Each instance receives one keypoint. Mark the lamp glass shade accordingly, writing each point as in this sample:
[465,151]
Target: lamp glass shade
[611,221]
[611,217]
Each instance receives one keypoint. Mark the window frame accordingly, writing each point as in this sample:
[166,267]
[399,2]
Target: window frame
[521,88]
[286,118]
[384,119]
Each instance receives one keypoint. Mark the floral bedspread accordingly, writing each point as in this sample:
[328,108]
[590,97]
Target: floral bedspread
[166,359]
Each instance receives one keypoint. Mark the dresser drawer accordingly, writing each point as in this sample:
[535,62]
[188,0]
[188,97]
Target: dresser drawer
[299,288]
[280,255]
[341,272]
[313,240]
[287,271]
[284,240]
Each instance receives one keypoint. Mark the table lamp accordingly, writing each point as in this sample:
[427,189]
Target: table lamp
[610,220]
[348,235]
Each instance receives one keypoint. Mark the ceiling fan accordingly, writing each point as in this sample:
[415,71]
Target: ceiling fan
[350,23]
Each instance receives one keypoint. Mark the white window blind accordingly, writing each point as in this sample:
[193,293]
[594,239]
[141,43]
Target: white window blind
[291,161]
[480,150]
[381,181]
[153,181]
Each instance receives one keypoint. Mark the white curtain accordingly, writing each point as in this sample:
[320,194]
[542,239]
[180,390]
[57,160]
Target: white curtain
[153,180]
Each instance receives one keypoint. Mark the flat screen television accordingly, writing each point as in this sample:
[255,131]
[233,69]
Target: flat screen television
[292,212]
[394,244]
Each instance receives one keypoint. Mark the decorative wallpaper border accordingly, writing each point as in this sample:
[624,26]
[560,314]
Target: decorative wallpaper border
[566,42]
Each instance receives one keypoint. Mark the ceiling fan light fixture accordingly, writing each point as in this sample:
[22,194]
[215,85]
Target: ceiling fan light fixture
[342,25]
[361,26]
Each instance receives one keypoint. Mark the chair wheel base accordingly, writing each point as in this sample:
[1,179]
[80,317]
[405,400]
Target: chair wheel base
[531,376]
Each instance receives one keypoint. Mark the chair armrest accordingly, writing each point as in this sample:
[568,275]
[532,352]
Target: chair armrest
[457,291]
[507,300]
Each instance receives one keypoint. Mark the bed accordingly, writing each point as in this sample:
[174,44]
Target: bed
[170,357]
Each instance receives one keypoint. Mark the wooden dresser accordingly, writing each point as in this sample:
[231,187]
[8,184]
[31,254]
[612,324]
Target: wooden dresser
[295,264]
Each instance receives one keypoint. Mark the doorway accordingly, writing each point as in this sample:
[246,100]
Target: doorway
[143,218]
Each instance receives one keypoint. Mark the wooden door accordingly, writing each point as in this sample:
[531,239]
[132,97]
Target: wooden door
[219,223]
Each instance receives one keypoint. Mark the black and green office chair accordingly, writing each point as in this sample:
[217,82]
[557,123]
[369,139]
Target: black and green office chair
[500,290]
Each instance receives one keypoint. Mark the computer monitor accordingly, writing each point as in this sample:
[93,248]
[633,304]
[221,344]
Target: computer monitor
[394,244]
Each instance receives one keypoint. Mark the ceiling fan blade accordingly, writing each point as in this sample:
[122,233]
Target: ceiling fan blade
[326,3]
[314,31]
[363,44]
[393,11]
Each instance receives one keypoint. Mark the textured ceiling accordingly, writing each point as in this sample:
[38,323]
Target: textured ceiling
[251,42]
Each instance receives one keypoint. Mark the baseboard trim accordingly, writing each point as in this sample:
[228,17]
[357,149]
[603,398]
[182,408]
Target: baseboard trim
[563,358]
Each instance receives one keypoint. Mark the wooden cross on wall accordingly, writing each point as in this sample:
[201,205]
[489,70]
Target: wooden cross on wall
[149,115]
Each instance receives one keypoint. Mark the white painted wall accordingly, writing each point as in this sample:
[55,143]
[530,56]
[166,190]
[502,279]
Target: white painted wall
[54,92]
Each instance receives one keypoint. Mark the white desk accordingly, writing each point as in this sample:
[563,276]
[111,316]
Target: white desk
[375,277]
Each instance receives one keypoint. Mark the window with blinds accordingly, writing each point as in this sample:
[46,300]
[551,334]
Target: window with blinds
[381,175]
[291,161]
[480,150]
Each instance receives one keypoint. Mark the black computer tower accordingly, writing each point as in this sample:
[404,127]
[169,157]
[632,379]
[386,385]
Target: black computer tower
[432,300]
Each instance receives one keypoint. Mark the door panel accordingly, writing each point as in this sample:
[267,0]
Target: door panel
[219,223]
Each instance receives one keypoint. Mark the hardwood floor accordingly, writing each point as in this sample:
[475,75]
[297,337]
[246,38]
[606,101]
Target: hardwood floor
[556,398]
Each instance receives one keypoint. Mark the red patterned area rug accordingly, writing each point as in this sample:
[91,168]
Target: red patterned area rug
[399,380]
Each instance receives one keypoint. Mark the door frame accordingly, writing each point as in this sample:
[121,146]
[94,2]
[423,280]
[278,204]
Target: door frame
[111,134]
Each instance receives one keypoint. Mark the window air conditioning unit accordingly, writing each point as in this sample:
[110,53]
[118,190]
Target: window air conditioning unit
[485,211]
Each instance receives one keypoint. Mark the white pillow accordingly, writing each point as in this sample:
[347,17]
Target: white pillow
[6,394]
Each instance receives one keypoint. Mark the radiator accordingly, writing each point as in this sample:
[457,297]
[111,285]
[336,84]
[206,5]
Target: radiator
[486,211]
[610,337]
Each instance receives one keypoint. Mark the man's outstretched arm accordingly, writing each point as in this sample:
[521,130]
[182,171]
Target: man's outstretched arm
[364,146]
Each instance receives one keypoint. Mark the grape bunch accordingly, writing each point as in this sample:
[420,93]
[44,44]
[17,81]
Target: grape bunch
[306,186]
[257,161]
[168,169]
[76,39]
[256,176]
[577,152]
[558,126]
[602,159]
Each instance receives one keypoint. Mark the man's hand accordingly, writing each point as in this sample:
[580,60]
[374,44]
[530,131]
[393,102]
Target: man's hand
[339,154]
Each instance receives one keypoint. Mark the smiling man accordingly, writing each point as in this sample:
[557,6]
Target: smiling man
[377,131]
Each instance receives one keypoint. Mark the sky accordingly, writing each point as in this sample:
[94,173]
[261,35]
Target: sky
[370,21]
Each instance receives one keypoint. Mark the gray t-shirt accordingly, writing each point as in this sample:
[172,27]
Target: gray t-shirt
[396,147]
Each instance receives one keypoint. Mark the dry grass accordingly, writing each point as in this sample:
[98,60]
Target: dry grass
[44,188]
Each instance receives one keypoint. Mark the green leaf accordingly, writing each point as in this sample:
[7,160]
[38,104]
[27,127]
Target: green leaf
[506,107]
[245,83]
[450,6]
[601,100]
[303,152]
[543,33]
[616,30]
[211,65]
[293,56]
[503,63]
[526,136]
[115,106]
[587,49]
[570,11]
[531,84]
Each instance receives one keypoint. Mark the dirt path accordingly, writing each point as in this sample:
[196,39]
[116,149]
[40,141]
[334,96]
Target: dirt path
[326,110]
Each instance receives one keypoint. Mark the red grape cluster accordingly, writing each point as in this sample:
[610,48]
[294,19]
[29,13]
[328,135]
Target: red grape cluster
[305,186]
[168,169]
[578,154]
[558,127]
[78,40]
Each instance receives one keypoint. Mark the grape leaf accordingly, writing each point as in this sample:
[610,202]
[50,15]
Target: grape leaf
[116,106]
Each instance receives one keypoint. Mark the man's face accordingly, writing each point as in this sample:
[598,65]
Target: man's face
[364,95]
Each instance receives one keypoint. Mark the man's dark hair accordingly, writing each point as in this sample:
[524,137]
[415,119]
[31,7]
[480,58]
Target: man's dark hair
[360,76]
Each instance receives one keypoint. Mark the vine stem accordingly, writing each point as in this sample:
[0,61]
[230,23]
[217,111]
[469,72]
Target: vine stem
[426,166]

Exercise aim: The material is to be written out again in full, with no word altered.

Answer for this exercise:
Each instance receives one keypoint. Mark the lamp glass shade accordingly, writing each point as in this sample:
[465,151]
Target: lamp glass shade
[611,221]
[611,217]
Each instance receives one keypoint. Mark the window frame accordingly, writing each point as in this sample:
[166,267]
[399,2]
Target: window frame
[521,88]
[286,118]
[384,119]
Each instance receives one keypoint. Mark the floral bedspread accordingly, writing each point as in this sample:
[328,108]
[590,97]
Target: floral bedspread
[166,359]
Each instance receives one keypoint. Mark the dresser drawer accordingly, writing each point as in this sample:
[535,62]
[188,0]
[188,97]
Target: dresser drawer
[299,288]
[280,255]
[341,272]
[313,240]
[287,271]
[284,240]
Each instance receives one keypoint. Mark the table lamp accordingly, writing each point as in this sample:
[427,189]
Target: table lamp
[610,220]
[348,235]
Each instance receives one keypoint. Mark the ceiling fan accordingly, writing each point as in this sample:
[415,71]
Target: ceiling fan
[350,23]
Each instance receives one keypoint. Mark the white window blind accordingly, writing each point as in this sample:
[193,293]
[594,239]
[141,43]
Target: white window blind
[291,161]
[480,150]
[381,181]
[153,181]
Each instance receives one keypoint. Mark the white curtain accordingly, writing each point as in this sample:
[320,194]
[542,239]
[180,390]
[57,160]
Target: white curtain
[153,180]
Each instance receives one keypoint. Mark the flat screen television accordingly, writing each point as in this sample:
[255,131]
[233,69]
Target: flat screen television
[292,212]
[394,244]
Each instance receives one keypoint. Mark the decorative wallpaper border accordingly, writing each point as in this sample:
[624,26]
[560,314]
Target: decorative wallpaper border
[566,42]
Each instance receives one keypoint. Mark the ceiling fan light fixture accordingly, writing each point as in this sample:
[22,194]
[215,85]
Target: ceiling fan light fixture
[342,25]
[361,26]
Each instance receives one keypoint. Mark the chair wheel base accordingly, writing each point as in this sample:
[1,179]
[80,317]
[405,400]
Target: chair wheel base
[531,376]
Each instance receives one keypoint. Mark the chair armrest accordingly, writing each point as in this sample:
[568,275]
[532,352]
Target: chair armrest
[457,291]
[507,300]
Each instance receives one keypoint. Mark the bed accordingly, writing each point as in this sample:
[174,44]
Target: bed
[170,357]
Each instance receives one keypoint. Mark the wooden dresser accordingly, writing each point as in this sample:
[231,187]
[8,184]
[31,254]
[612,324]
Target: wooden dresser
[295,264]
Each instance receives one keypoint. Mark the doorway accordingly, writing each point as in this sample:
[246,100]
Target: doorway
[143,218]
Each instance receives one keypoint. Mark the wooden door accordingly, writing each point as in this sample:
[531,239]
[132,97]
Target: wooden door
[219,223]
Each instance receives one keypoint. Mark the black and green office chair accordingly, writing each point as in this sample:
[217,82]
[557,123]
[369,139]
Target: black and green office chair
[500,290]
Each instance receives one keypoint. Mark the computer monitor accordingly, writing each point as in this sample:
[93,248]
[633,304]
[221,344]
Target: computer monitor
[394,244]
Each instance receives one keypoint. Mark the ceiling fan blade accordingly, writing each point as in this sample:
[122,233]
Target: ceiling fan blade
[326,3]
[314,31]
[363,44]
[393,11]
Each instance receives one keypoint. Mark the textured ceiling accordingly, writing each point as in this sample:
[38,323]
Target: textured ceiling
[251,42]
Each instance receives one keypoint. Mark the baseboard trim accordingly, writing each point as in this sample:
[228,17]
[357,149]
[603,398]
[182,408]
Target: baseboard trim
[563,358]
Each instance receives one keypoint. Mark the wooden cross on wall accordingly, writing each point as in this sample:
[201,205]
[489,70]
Target: wooden cross on wall
[149,115]
Each instance receives one keypoint. Mark the white painted wall accordingly, writing each point as in this sample:
[55,143]
[530,56]
[166,190]
[502,279]
Target: white painted wall
[54,92]
Each instance receives one keypoint. Mark the white desk accordingly, writing each point as in this sample:
[563,276]
[111,316]
Target: white desk
[375,277]
Each instance receives one keypoint. Mark the window with blinds accordingly, writing each point as in this sample:
[46,300]
[551,334]
Target: window with blinds
[381,175]
[291,161]
[480,150]
Each instance receives one keypoint. Mark the black computer tower accordingly, writing each point as in this sample:
[404,127]
[169,157]
[632,379]
[386,385]
Target: black computer tower
[432,300]
Each instance receives one keypoint. Mark the door panel accordingly, writing each point as in this sample:
[267,0]
Target: door panel
[219,223]
Each instance receives one keypoint. Mark the hardwood floor accordingly, writing each point as in this sample:
[475,75]
[297,337]
[246,38]
[606,101]
Target: hardwood floor
[556,398]
Each instance receives one keypoint. Mark the red patterned area rug accordingly, writing each point as in this sample:
[91,168]
Target: red patterned area rug
[399,380]
Each instance receives one keypoint. Mark the door frame accordingly, writing each point as in this sample:
[121,146]
[94,2]
[423,280]
[278,204]
Target: door frame
[111,134]
Each instance receives one keypoint. Mark the window air conditioning unit accordingly, writing each point as in this sample:
[110,53]
[118,190]
Target: window air conditioning unit
[485,211]
Each instance receives one keypoint. Mark the white pillow accordingly, writing each point as in this sample:
[347,17]
Target: white pillow
[6,394]
Each instance receives one keypoint. Mark the radiator accordingly, writing each point as in this sample:
[457,297]
[111,285]
[336,84]
[206,5]
Target: radiator
[486,211]
[610,337]
Each instance receives one keypoint. Mark the man's outstretched arm accordingly, writing each point as in this sample:
[521,130]
[182,171]
Target: man's outstretched arm
[364,146]
Each instance receives one keypoint. Mark the grape bunch accordingly, writing each point as in this sample:
[420,93]
[44,44]
[17,81]
Target: grape bunch
[306,186]
[257,161]
[168,169]
[76,39]
[256,176]
[577,152]
[558,126]
[602,159]
Each instance receives one keypoint. Mark the man's hand accordingly, writing each point as in this sample:
[580,60]
[374,44]
[530,131]
[393,102]
Target: man's hand
[339,154]
Each instance receives one keypoint. Mark the smiling man accordingly, writing each point as in this sample:
[557,6]
Target: smiling man
[377,131]
Each instance receives one keypoint. Mark the sky accordingly, writing each point as in this sample:
[94,173]
[261,35]
Target: sky
[370,21]
Each instance receives one keypoint. Mark the gray t-shirt accordingly, writing each point as in this sample:
[172,27]
Target: gray t-shirt
[396,147]
Each instance receives one keypoint. Mark the dry grass accordingly, writing each point as in this sample:
[98,60]
Target: dry grass
[44,188]
Each instance receives one keypoint. Mark the green leaf accordingly, writing each point as in this sample:
[7,160]
[38,104]
[27,127]
Target: green leaf
[506,107]
[245,83]
[450,6]
[601,100]
[303,152]
[543,33]
[616,30]
[211,65]
[293,56]
[503,63]
[526,136]
[115,106]
[587,49]
[570,11]
[531,84]
Each instance receives one keypoint. Mark the dirt path accordingly, writing each point as in this sample:
[196,39]
[116,149]
[40,141]
[334,96]
Target: dirt path
[326,110]
Each instance receives one keypoint. Mark the red grape cluster accordingly, writing each point as in this sample:
[610,48]
[294,19]
[29,13]
[328,135]
Target: red grape cluster
[305,186]
[168,169]
[578,154]
[558,127]
[78,40]
Each instance receives one keypoint. Mark the grape leaf accordingly, writing each point as in this sample:
[610,202]
[50,15]
Target: grape leaf
[116,106]
Each instance receives one keypoint. Mark the man's face accordingly, writing each point as in this sample:
[598,65]
Target: man's face
[364,95]
Each instance receives one keypoint. Mark the man's dark hair accordingly, writing each point as in this sample:
[524,137]
[415,119]
[31,7]
[480,58]
Target: man's dark hair
[360,76]
Each instance receives one keypoint. Mark the vine stem accordingly, writing each point as in this sample:
[0,61]
[230,23]
[217,111]
[469,72]
Target: vine stem
[426,166]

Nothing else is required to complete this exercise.